Write out everything in the records below, from the line containing "segment the ambulance interior equipment" down to the line containing "305L0 345L0 387L51", with both of those lines included and every character unchanged.

• • •

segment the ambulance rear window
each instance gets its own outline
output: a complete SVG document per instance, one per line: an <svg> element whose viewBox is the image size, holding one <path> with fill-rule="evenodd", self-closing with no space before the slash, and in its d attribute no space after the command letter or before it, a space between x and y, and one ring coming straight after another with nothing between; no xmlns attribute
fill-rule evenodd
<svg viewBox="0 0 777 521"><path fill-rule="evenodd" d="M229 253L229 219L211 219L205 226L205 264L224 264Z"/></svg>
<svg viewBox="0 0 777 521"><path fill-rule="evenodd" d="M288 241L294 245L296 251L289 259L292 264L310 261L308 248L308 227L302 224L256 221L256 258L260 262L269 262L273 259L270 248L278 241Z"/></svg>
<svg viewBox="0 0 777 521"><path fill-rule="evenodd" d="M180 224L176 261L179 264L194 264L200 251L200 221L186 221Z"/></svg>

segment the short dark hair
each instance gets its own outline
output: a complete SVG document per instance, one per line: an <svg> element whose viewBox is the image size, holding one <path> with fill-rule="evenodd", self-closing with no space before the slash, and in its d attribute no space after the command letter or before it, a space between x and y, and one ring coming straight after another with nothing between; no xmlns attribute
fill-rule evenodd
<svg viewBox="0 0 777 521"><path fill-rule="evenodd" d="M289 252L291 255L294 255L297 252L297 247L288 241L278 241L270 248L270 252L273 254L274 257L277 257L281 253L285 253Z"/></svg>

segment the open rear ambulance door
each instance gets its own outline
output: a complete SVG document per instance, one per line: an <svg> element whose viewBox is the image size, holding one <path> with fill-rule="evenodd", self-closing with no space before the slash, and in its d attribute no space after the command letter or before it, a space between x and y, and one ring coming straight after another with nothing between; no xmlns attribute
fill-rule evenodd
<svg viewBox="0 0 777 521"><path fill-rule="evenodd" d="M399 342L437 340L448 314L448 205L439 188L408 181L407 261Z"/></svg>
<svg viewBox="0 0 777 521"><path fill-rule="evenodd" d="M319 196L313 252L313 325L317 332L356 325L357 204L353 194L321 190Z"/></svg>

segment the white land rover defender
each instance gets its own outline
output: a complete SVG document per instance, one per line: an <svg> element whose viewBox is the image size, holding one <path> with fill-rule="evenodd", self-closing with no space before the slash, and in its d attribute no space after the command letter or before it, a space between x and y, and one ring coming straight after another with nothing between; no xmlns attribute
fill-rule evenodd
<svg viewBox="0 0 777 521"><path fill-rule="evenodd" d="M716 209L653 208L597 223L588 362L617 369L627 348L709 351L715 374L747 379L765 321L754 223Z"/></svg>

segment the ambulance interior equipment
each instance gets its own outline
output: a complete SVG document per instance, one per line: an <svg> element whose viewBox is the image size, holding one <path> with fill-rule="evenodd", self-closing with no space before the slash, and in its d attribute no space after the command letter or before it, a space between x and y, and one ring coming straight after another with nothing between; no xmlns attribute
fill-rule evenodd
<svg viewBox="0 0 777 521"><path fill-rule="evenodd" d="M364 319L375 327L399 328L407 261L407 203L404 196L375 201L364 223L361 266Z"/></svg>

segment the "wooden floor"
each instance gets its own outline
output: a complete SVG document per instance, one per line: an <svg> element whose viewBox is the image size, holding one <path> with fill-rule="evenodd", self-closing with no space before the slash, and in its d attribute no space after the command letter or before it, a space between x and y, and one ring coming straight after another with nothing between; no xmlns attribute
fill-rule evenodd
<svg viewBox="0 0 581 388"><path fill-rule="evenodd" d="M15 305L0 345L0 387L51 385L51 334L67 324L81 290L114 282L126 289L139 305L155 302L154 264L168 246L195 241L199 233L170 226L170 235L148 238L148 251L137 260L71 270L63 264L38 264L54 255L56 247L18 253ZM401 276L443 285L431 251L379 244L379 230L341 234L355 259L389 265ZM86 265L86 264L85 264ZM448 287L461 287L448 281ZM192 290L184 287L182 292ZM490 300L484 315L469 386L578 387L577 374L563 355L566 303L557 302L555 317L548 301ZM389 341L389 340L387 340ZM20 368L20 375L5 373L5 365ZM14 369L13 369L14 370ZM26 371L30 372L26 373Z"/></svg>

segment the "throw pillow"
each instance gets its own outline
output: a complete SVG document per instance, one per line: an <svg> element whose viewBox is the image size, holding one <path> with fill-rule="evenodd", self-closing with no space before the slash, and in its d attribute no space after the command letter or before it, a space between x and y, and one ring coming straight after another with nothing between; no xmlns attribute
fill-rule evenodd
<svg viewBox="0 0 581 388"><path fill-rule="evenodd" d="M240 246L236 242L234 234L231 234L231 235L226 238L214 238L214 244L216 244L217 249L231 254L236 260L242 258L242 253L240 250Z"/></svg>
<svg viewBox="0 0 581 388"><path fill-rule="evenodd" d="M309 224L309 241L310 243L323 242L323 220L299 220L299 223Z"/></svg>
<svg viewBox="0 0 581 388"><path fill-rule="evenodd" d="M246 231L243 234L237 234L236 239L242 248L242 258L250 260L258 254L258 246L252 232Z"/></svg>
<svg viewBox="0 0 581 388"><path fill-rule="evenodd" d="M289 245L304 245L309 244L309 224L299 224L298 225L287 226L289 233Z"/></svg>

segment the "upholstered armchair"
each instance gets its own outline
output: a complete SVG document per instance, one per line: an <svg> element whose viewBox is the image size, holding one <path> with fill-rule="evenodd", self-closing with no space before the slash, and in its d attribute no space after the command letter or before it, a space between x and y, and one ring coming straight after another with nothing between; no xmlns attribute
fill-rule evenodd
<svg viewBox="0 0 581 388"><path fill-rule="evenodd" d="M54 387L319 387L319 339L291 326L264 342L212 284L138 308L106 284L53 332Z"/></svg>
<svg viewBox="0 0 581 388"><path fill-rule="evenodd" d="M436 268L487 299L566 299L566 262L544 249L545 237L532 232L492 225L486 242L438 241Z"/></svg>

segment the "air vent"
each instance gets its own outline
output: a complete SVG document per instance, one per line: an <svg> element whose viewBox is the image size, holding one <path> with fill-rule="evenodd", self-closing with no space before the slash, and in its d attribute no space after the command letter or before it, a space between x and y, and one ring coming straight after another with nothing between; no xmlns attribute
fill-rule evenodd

• • •

[SOLUTION]
segment the ambulance interior equipment
each instance gets its own outline
output: a complete SVG document per instance, one per line: an <svg> element whose viewBox is the image size, holding one <path> with fill-rule="evenodd", self-closing with no space before the slash, and in its d attribute no space after the command letter or before it, a space between x and y, and one ring coming straight after another with nothing between; no xmlns attribute
fill-rule evenodd
<svg viewBox="0 0 777 521"><path fill-rule="evenodd" d="M364 319L375 327L399 328L407 261L407 203L404 196L375 201L364 223L361 266Z"/></svg>

segment the "wooden floor"
each instance gets its own outline
output: a complete SVG document per instance, one per line: an <svg> element whose viewBox is the image size, holding one <path> with fill-rule="evenodd", self-closing with no space before the slash, and in its d attribute no space after the command letter or before it, a space between x and y, and one ring coming straight after another with nothing between; no xmlns attribute
fill-rule evenodd
<svg viewBox="0 0 581 388"><path fill-rule="evenodd" d="M15 305L0 345L0 387L51 385L51 334L67 324L81 290L114 282L126 289L139 305L155 302L154 264L168 246L195 241L199 233L170 226L170 235L148 238L148 251L137 260L71 270L63 264L38 264L54 255L56 247L18 253ZM401 276L443 285L431 251L379 244L379 230L341 234L355 259L389 265ZM86 265L86 264L85 264ZM448 287L461 287L448 281ZM192 290L184 287L182 292ZM490 300L484 315L469 386L578 387L577 374L563 355L566 303L557 302L555 317L548 301ZM389 341L389 340L387 340ZM20 368L20 375L5 373L5 365ZM14 369L13 369L14 370ZM26 371L30 372L26 373Z"/></svg>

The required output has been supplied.